PROBLEM STATEMENT -
Copy the material from the line with "Pin every instance of the sloping" up to and including the line with "Pin every instance of the coniferous", replacing "hillside" with "slope" and leaving everything else unchanged.

(Data entries)
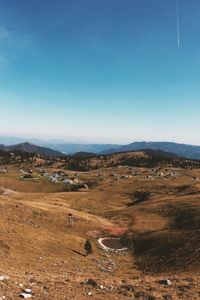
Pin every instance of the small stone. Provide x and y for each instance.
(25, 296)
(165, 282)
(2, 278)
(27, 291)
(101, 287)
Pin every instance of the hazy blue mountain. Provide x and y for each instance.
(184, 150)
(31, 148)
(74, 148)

...

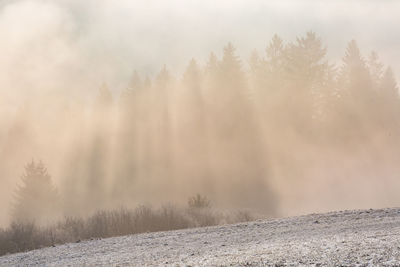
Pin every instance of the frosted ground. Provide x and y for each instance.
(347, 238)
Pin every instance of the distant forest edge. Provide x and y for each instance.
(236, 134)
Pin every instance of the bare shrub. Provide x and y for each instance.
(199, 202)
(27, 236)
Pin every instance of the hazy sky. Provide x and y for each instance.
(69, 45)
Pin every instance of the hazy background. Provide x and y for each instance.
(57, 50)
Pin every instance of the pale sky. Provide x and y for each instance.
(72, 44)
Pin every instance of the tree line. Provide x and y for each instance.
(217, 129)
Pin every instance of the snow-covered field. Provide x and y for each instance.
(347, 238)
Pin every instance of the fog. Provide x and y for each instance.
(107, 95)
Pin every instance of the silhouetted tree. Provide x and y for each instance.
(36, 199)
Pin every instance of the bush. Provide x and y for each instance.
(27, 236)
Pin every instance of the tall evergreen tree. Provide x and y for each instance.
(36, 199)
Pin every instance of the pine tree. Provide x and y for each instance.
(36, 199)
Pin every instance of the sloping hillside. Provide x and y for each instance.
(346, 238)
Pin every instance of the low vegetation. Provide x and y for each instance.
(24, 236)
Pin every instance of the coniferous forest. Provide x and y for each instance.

* * *

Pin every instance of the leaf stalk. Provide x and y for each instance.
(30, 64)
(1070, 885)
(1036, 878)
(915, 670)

RIGHT ANSWER -
Pin every instance of the sloping slope. Provide x and y for each instance.
(346, 238)
Pin every instance of the low vegetation. Provide x and y for each instance.
(24, 236)
Pin every instance of the coniferous forest. Provide x and y for each instance.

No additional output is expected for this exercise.